One Year Later: Mental Rehab After a Major Sports Injury

By Kate Agathon

NOTE: One year ago this week, Kate tore her ACL while skiing.  In this narrative, she shares her struggles with psychological recovery after experiencing a major sports injury.

One Year Later: Mental Rehab After a Major Sports Injury  7

Outdoor recreation enthusiasts are a superstitious bunch. There are certain things that go unsaid. For example, cyclists do not openly proclaim how long it has been since they’ve experienced a mechanical, hikers do not take photos until after the summit has been reached, and skiers do not ever say “Last run of the day.”

Pre-injury
That’s where I made my mistake. I did the taboo. I did what skiers are never supposed to do- I said those cursed words out loud. Twenty minutes later, I was face planting in the snow, spread out in the Super Man position and didn’t want to get up. I knew my knee would not support me.

I had felt that feeling once before- two years prior, in fact, when an inexperienced teenaged snowboarder lost control and slammed into me at Keystone. Ironically, that too had been the last run of the day. On that day long ago, I had enough adrenaline rushing through me that I was able to ski down the mountain, but it was soon followed by excruciating pain by the time we reached the parking lot. An MRI scan revealed later that I had torn my left medial collateral ligament (MCL).

One Year Later: Mental Rehab After a Major Sports Injury  8

Post 🙁
Now that I had lost not one, but both knees to injury after announcing the last run of the day, I was fully convinced the superstitions were true.

The day at A-Basin had not started out well. My first run ended in a major yard sale tumbling down Montezuma Bowl, followed by a series of uncharacteristic mishaps and overall unsteadiness throughout the afternoon.

As I lay there sprawled in the snow, memories of that other unfortunate ski day flooded into my head. As if on cue, hot tears of frustration filled my eyes, rolled down my cheeks and into my ski goggles. My stomach was lurching. My heart pounding. I knew (or at least thought I knew) what had happened- this was not an injury that was going to disappear in a few days.

If you get up, you’ll know you’re out. Just stay down, said the voice of denial inside myself. What I didn’t know at that time was that the injury was far worse than what I had initially imagined- it wasn’t an MCL tear, it was a full tear of the anterior cruciate ligament (ACL) and a meniscus fray. I was not only out for the ski season, I was out for both cycling and hiking seasons.

Denial

For a month, I told myself and my friends that it was just an MCL tear. The summer of peak bagging 14ers and organized cycling events would go on as planned. I was delayed, that’s all. Except that’s not what happened. As the weeks passed, my right leg swelled, and no progress was made.

Exercise requirements >>
a: List each knee injury named in the ski injury narrative.
b: According to the ski injury narrative, what caused the earlier knee injury at Keystone?
c: Extend the ski injury narrative by a few paragraphs, starting after its final sentence.

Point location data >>
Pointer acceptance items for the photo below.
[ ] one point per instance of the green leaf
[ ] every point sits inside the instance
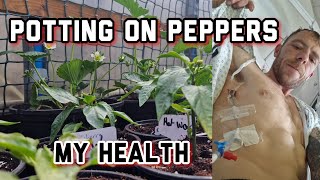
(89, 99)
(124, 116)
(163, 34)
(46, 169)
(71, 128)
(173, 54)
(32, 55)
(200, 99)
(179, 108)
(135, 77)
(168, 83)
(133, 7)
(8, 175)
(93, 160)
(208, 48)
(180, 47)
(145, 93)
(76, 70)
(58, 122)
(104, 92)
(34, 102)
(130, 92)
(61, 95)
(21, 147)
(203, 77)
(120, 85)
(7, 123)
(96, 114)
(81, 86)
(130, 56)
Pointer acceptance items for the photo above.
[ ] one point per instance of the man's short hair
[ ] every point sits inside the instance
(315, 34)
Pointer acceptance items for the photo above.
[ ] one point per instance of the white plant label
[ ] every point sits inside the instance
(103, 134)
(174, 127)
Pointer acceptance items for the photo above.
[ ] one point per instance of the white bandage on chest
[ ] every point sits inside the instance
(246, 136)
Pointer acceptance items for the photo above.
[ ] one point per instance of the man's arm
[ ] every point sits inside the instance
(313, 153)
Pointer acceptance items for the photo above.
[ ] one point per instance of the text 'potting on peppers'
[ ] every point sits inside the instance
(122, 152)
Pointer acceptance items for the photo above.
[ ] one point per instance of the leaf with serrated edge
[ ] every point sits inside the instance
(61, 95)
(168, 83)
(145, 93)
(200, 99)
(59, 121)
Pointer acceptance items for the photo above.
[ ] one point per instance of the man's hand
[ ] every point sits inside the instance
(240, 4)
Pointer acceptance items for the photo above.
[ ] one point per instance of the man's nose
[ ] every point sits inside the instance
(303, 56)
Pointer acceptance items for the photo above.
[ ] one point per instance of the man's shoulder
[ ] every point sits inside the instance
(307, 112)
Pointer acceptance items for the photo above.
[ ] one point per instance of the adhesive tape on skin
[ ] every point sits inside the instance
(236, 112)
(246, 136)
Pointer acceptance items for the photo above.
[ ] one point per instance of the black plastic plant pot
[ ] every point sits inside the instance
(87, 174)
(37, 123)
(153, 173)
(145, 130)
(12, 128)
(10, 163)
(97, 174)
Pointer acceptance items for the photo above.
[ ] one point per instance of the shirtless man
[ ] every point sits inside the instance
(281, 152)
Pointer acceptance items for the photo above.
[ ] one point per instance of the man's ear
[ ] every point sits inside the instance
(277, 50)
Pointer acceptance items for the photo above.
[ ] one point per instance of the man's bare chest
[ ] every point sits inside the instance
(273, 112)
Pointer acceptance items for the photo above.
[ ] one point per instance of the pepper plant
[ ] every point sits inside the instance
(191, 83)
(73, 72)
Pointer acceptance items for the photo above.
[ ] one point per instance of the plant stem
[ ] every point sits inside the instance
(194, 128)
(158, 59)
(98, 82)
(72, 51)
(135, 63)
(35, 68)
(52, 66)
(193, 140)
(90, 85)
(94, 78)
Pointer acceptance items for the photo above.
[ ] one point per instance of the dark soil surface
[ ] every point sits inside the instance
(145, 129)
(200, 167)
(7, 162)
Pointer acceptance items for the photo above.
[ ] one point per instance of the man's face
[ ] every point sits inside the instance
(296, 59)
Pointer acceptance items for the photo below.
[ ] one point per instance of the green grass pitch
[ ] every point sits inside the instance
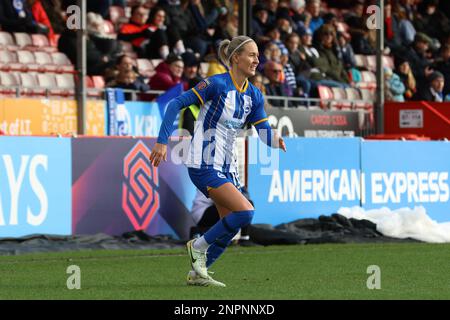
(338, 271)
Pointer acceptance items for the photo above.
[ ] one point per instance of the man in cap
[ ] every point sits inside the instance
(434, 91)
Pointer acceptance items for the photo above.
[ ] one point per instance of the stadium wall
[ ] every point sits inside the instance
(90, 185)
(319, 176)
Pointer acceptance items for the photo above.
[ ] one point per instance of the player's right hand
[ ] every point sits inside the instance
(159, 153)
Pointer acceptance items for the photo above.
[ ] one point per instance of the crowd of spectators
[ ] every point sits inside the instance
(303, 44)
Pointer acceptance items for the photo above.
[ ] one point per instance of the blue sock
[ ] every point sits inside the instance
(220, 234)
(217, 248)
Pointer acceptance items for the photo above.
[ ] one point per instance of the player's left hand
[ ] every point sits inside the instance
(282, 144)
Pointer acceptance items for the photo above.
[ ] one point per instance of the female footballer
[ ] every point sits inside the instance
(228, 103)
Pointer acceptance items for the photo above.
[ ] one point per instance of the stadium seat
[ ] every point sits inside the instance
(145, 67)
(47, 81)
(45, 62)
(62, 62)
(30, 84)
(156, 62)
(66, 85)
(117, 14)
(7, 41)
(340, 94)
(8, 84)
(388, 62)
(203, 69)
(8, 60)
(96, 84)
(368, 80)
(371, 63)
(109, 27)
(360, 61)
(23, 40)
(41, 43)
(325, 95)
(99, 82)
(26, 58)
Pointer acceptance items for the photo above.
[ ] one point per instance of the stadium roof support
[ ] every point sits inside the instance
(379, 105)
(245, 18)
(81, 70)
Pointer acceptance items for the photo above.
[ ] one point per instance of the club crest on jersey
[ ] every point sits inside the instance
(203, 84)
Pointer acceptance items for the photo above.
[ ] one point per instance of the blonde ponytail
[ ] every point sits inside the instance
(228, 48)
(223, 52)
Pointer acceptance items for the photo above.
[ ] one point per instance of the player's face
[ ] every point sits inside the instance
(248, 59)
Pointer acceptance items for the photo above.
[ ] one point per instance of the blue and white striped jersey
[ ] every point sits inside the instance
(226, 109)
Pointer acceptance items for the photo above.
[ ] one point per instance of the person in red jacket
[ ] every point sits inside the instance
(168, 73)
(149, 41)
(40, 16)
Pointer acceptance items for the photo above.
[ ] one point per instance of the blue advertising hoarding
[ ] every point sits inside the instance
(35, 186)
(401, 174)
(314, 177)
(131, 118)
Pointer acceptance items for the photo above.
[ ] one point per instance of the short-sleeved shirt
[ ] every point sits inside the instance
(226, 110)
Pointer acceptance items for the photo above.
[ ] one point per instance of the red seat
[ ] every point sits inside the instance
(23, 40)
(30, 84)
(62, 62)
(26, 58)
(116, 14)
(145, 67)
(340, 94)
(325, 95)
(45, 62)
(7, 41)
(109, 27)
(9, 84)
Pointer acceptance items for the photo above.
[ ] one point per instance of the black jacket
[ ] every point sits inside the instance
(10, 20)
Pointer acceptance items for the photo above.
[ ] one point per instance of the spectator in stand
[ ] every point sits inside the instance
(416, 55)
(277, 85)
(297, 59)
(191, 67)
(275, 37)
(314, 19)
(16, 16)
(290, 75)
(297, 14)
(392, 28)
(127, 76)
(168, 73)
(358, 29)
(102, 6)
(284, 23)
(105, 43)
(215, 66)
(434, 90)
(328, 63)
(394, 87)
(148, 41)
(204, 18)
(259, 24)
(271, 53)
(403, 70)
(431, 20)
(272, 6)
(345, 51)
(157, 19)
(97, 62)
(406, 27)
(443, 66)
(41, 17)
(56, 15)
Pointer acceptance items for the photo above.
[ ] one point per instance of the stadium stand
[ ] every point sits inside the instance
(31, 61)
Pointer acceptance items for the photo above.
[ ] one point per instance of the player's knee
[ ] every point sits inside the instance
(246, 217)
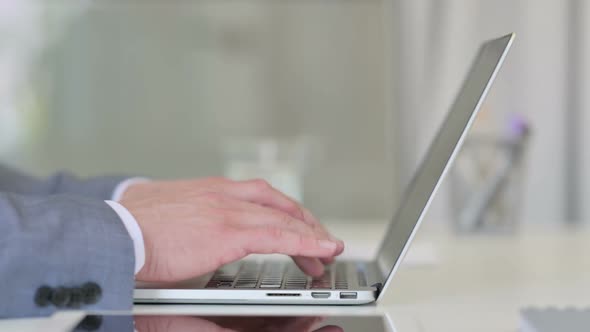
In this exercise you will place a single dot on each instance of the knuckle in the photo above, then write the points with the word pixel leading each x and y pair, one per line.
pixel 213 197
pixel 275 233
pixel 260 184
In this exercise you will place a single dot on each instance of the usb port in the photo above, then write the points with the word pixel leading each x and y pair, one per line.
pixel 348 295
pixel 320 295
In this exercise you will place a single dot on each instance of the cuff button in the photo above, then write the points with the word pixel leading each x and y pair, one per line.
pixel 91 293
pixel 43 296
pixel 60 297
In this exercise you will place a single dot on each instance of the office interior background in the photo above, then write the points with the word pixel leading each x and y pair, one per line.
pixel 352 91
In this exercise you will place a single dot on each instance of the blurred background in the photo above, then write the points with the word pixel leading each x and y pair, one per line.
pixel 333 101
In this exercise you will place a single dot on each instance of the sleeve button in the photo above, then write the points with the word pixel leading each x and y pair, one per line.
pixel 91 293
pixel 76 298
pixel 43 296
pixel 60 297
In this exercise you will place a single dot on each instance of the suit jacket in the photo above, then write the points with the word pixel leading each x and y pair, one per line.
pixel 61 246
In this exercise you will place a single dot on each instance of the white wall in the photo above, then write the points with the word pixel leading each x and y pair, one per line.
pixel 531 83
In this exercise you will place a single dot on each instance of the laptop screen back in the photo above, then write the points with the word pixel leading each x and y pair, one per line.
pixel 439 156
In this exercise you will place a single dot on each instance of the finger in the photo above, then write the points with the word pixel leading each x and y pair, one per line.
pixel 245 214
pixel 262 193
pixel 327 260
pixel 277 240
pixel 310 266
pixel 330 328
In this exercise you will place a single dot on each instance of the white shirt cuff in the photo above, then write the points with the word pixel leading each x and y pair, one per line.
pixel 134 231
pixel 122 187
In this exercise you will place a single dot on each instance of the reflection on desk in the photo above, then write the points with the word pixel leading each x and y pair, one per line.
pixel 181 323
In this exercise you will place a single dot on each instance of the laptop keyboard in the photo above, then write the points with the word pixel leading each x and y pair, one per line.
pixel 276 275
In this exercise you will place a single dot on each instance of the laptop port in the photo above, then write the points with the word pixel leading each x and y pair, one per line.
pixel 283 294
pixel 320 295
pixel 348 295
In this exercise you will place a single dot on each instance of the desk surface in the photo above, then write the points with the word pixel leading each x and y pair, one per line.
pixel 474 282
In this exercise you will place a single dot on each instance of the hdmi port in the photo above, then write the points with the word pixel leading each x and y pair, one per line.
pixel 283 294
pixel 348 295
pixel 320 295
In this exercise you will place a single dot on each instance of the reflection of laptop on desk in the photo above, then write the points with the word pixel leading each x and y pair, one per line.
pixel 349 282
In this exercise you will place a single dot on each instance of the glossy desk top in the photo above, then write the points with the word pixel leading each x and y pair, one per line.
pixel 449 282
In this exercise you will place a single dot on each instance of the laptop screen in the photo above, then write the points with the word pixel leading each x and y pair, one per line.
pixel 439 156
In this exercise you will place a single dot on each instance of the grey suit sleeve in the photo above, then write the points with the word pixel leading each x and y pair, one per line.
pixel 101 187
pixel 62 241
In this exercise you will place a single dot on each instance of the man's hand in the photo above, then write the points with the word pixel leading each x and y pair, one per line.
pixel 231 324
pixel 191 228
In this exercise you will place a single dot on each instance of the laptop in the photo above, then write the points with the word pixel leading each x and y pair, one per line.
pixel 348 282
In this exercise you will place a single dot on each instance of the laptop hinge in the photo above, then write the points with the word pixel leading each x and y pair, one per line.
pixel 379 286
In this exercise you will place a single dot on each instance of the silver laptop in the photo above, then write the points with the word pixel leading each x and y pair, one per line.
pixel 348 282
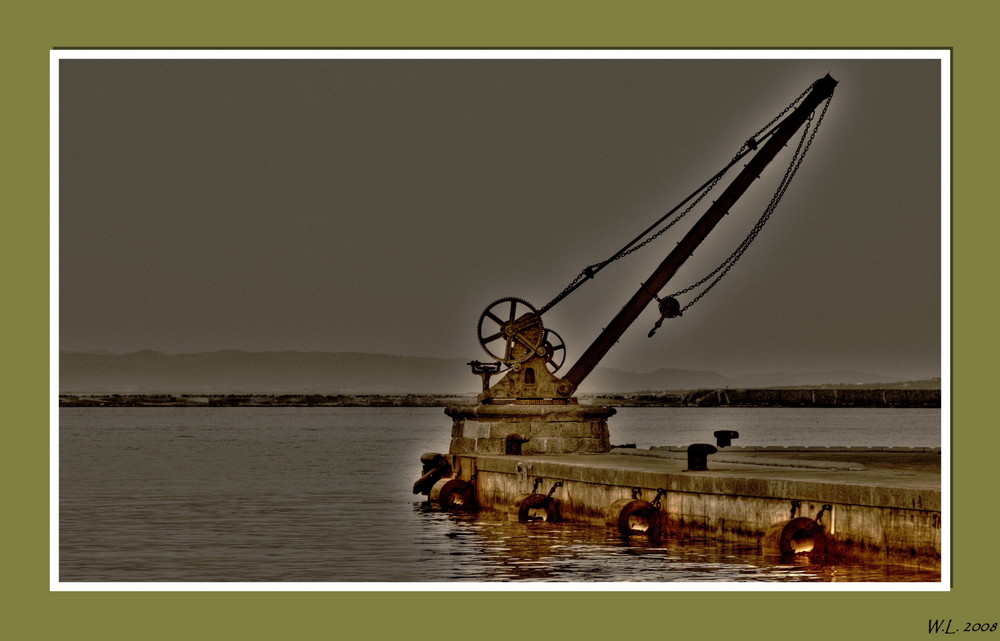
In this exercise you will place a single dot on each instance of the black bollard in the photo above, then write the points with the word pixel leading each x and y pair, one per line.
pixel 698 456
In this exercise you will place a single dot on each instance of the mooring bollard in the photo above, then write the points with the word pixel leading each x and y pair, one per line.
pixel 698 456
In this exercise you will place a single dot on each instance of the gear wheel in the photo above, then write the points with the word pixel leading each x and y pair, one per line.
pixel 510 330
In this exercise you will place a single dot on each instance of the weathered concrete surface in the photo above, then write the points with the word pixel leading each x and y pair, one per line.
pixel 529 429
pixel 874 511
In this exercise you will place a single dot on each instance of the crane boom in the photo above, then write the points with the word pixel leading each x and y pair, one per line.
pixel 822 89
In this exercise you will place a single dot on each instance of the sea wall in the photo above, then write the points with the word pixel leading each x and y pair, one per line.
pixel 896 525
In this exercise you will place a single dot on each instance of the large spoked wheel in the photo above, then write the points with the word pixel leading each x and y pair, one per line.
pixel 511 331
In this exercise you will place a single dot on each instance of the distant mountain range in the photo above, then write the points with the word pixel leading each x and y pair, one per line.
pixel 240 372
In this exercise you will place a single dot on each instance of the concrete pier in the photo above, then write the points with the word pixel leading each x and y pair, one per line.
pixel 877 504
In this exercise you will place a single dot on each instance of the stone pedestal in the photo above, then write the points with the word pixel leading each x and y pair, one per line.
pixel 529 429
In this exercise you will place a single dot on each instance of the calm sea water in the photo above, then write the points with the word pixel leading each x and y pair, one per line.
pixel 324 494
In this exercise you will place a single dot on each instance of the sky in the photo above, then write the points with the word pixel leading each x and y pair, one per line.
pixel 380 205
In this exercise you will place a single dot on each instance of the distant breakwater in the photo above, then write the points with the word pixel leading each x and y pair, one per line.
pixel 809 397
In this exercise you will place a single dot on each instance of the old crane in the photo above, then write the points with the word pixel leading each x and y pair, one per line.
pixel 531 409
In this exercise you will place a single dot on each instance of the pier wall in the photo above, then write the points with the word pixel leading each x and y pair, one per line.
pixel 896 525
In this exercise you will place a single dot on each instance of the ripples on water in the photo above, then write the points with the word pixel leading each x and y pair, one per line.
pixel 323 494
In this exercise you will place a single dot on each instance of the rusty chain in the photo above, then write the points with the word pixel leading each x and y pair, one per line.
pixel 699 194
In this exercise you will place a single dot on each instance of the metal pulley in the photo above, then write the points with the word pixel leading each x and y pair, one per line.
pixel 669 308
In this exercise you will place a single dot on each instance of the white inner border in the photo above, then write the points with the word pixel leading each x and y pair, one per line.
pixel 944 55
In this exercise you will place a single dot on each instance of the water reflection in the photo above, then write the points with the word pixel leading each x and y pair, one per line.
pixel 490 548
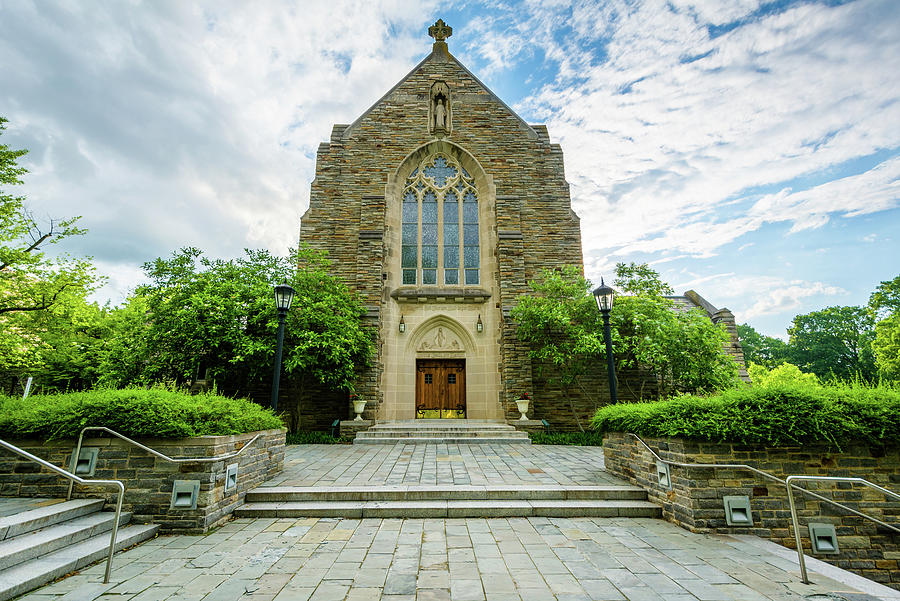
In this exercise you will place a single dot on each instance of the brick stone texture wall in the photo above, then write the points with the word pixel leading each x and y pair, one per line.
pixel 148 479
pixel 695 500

Answers to the problems >>
a: A torn left medial collateral ligament (MCL), a full tear of the anterior cruciate ligament (ACL), and a meniscus fray.

b: An inexperienced teenaged snowboarder lost control and slammed into the narrator.

c:
One Year Later: Mental Rehab After a Major Sports Injury  9

Reluctantly, I finally got an MRI done. When my doctor informed me that it was not an MCL tear, but rather an ACL tear that required surgery, I felt numb. I timidly asked in the smallest of voices, “What about cycling season?” Without emotion, he replied “Not this year. One year from now. Same for skiing.”  ONE YEAR? I had been thinking I would be inconvenienced for a couple of months, not 9 to 12 months!

Tears came out of nowhere in a fast, steady stream. I cried to the point where I began to hyperventilate. I was in disbelief. What do you do when your entire summer is over before it begins? Worse still, I occasionally wrote gear reviews and I also relied on riding a bicycle as my principle mode of transportation (I had given up my car years ago).

Everything I did required being physically active. My very identity was based on physical activity. What the hell was I going to do?  Last time I got injured, I had a boyfriend taking care of me as I recovered. This time around, I was freshly single. No 24-7 boyfriend support system. I was alone and living in a place that I had moved into only two weeks before.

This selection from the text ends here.